WHAT IS EXPECTED
Reproduce the saved data below verbatim, from its first line through the line containing "left=864, top=357, right=964, bottom=454", with both ends included, and leave the pictures out of your answer.
— begin THE DATA —
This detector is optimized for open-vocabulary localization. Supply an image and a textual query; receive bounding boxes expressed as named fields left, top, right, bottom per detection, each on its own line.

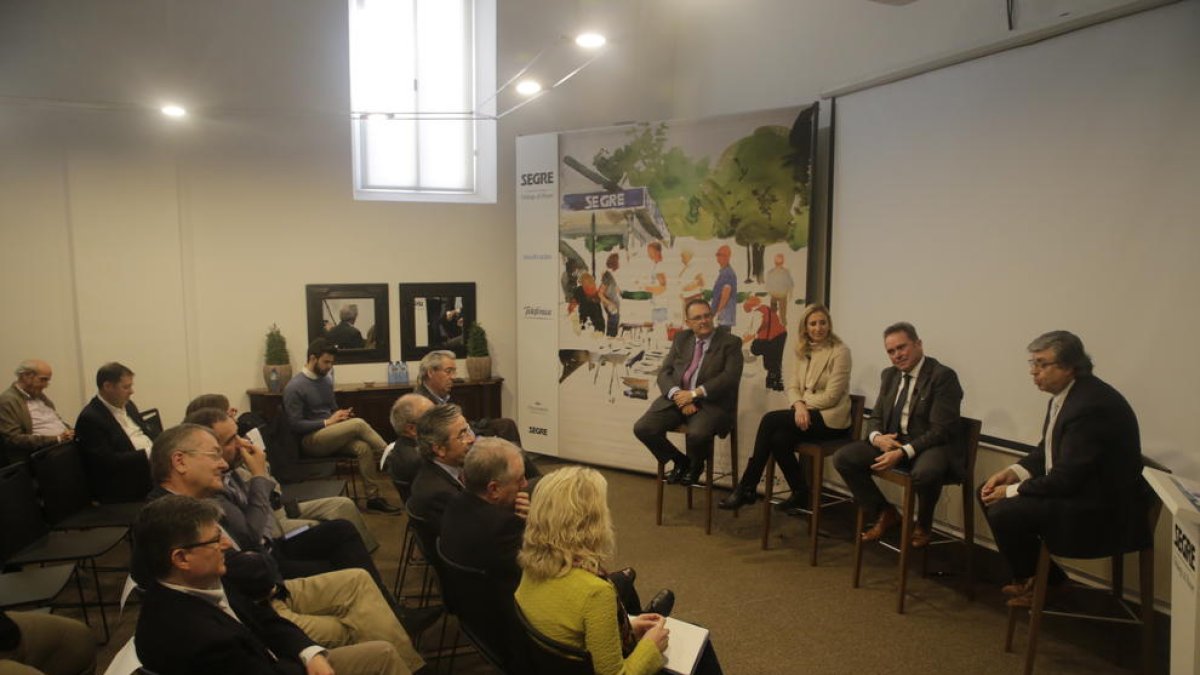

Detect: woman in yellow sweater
left=516, top=466, right=667, bottom=675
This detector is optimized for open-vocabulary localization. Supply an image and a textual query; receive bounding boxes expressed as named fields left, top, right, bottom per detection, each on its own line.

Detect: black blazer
left=442, top=491, right=524, bottom=588
left=76, top=396, right=154, bottom=503
left=134, top=583, right=316, bottom=675
left=404, top=459, right=463, bottom=532
left=650, top=329, right=743, bottom=419
left=864, top=357, right=964, bottom=454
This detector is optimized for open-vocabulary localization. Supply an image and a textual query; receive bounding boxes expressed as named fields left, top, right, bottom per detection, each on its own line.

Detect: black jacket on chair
left=134, top=583, right=314, bottom=675
left=76, top=396, right=154, bottom=503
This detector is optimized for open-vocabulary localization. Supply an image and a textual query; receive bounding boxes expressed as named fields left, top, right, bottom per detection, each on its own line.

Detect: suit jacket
left=442, top=491, right=524, bottom=588
left=650, top=329, right=743, bottom=419
left=865, top=357, right=965, bottom=458
left=76, top=396, right=154, bottom=503
left=0, top=384, right=70, bottom=460
left=134, top=583, right=314, bottom=675
left=787, top=342, right=851, bottom=429
left=406, top=459, right=463, bottom=532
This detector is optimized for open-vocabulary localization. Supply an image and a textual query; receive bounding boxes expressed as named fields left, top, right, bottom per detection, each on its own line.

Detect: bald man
left=0, top=359, right=74, bottom=461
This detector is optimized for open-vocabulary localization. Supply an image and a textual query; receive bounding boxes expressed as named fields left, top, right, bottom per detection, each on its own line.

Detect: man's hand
left=871, top=448, right=906, bottom=471
left=325, top=408, right=354, bottom=426
left=512, top=490, right=529, bottom=520
left=979, top=468, right=1021, bottom=506
left=796, top=401, right=812, bottom=431
left=305, top=653, right=335, bottom=675
left=238, top=438, right=266, bottom=476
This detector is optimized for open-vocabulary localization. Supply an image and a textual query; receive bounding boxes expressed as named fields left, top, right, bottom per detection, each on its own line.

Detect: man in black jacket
left=133, top=495, right=410, bottom=675
left=979, top=330, right=1153, bottom=607
left=76, top=362, right=154, bottom=503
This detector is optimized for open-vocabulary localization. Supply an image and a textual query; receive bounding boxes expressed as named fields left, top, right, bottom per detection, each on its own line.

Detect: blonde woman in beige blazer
left=720, top=305, right=850, bottom=510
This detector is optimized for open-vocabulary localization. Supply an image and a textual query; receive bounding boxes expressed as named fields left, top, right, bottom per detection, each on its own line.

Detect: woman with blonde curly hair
left=515, top=466, right=721, bottom=675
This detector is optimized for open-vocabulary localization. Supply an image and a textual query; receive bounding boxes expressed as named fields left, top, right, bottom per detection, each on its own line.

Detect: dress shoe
left=862, top=506, right=900, bottom=542
left=366, top=497, right=404, bottom=515
left=912, top=525, right=932, bottom=549
left=646, top=589, right=674, bottom=616
left=716, top=488, right=758, bottom=510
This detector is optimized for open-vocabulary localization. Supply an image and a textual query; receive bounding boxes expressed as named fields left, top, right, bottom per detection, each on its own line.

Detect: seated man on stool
left=979, top=330, right=1153, bottom=607
left=835, top=322, right=966, bottom=549
left=634, top=298, right=743, bottom=485
left=283, top=338, right=403, bottom=514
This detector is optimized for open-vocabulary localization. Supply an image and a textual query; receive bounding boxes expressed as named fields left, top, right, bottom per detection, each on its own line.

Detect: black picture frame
left=305, top=283, right=391, bottom=363
left=400, top=282, right=475, bottom=362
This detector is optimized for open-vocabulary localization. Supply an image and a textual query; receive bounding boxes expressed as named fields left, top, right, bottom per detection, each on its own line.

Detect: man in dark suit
left=406, top=404, right=475, bottom=530
left=133, top=495, right=410, bottom=675
left=634, top=298, right=743, bottom=485
left=76, top=362, right=154, bottom=503
left=833, top=322, right=966, bottom=549
left=979, top=330, right=1152, bottom=607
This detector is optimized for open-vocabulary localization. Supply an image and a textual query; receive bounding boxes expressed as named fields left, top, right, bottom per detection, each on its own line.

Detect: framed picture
left=400, top=283, right=475, bottom=362
left=305, top=283, right=391, bottom=363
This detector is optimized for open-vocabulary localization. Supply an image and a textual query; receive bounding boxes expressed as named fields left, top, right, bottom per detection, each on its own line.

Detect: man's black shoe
left=396, top=605, right=445, bottom=638
left=716, top=488, right=758, bottom=510
left=646, top=589, right=674, bottom=616
left=366, top=497, right=404, bottom=515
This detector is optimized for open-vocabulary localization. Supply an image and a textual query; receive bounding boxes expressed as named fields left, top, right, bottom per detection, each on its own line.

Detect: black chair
left=512, top=602, right=595, bottom=675
left=29, top=441, right=144, bottom=530
left=437, top=537, right=528, bottom=673
left=853, top=417, right=983, bottom=614
left=0, top=462, right=128, bottom=644
left=1004, top=455, right=1171, bottom=675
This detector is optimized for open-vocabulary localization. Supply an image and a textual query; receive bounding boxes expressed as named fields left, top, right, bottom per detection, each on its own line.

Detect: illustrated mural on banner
left=556, top=106, right=816, bottom=470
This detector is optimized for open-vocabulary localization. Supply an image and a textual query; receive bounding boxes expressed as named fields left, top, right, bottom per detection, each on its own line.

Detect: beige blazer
left=787, top=344, right=850, bottom=429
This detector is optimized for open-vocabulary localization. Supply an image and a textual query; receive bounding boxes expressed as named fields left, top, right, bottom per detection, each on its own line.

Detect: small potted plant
left=263, top=323, right=292, bottom=393
left=467, top=323, right=492, bottom=382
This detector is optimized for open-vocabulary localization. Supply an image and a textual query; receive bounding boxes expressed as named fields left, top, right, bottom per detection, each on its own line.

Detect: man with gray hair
left=0, top=359, right=74, bottom=461
left=979, top=330, right=1153, bottom=608
left=415, top=350, right=525, bottom=449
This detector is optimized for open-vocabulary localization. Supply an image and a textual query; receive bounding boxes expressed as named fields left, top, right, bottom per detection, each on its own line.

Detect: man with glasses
left=979, top=330, right=1153, bottom=608
left=634, top=298, right=743, bottom=485
left=133, top=492, right=412, bottom=675
left=144, top=424, right=425, bottom=671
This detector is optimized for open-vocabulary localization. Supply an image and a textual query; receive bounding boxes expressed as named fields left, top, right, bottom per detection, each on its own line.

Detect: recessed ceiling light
left=575, top=32, right=607, bottom=49
left=517, top=79, right=541, bottom=96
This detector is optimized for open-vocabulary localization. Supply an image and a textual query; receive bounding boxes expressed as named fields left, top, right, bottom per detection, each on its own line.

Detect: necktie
left=679, top=340, right=704, bottom=389
left=888, top=372, right=912, bottom=434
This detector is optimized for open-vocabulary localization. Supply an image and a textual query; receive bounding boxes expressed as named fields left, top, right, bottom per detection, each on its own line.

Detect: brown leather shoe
left=863, top=506, right=900, bottom=542
left=912, top=525, right=932, bottom=549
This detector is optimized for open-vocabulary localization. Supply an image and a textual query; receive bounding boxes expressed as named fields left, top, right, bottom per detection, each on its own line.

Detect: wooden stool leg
left=654, top=461, right=666, bottom=525
left=1025, top=544, right=1050, bottom=675
left=896, top=480, right=917, bottom=614
left=809, top=452, right=824, bottom=567
left=762, top=455, right=775, bottom=550
left=853, top=504, right=865, bottom=589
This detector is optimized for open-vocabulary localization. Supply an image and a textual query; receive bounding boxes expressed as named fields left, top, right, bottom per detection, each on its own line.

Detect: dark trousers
left=634, top=400, right=732, bottom=466
left=274, top=520, right=392, bottom=603
left=833, top=441, right=952, bottom=530
left=738, top=408, right=846, bottom=495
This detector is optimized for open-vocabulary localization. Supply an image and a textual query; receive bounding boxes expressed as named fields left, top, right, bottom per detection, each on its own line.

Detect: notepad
left=662, top=616, right=708, bottom=675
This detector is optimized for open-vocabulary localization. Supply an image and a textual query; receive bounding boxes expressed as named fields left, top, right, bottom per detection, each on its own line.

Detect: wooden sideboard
left=246, top=375, right=504, bottom=443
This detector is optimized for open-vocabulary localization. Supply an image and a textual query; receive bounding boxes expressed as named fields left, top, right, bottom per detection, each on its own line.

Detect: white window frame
left=348, top=0, right=497, bottom=204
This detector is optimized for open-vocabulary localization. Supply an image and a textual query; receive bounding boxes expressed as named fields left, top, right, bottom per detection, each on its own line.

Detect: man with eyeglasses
left=133, top=495, right=412, bottom=675
left=634, top=298, right=743, bottom=485
left=142, top=424, right=425, bottom=671
left=979, top=330, right=1153, bottom=608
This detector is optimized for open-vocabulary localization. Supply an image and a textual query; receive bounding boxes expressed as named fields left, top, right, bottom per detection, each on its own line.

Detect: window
— end THE DATA —
EXPECTED ANSWER
This detector is optimized for open-vocabulary localization. Supply an image and a textual query; receive bounding boxes expressed as named fields left, top, right, bottom per detection, each on its own line.


Detect: woman in yellow sweater
left=516, top=466, right=667, bottom=675
This detector is optimized for open-vocabulary localization. Supply an image and a textual query; receive bounding boxes expressed as named fields left, top, right, bottom per detection, each on its own line.

Detect: black blazer
left=442, top=491, right=524, bottom=588
left=76, top=396, right=154, bottom=503
left=134, top=583, right=316, bottom=675
left=404, top=459, right=463, bottom=532
left=650, top=329, right=743, bottom=419
left=864, top=357, right=964, bottom=454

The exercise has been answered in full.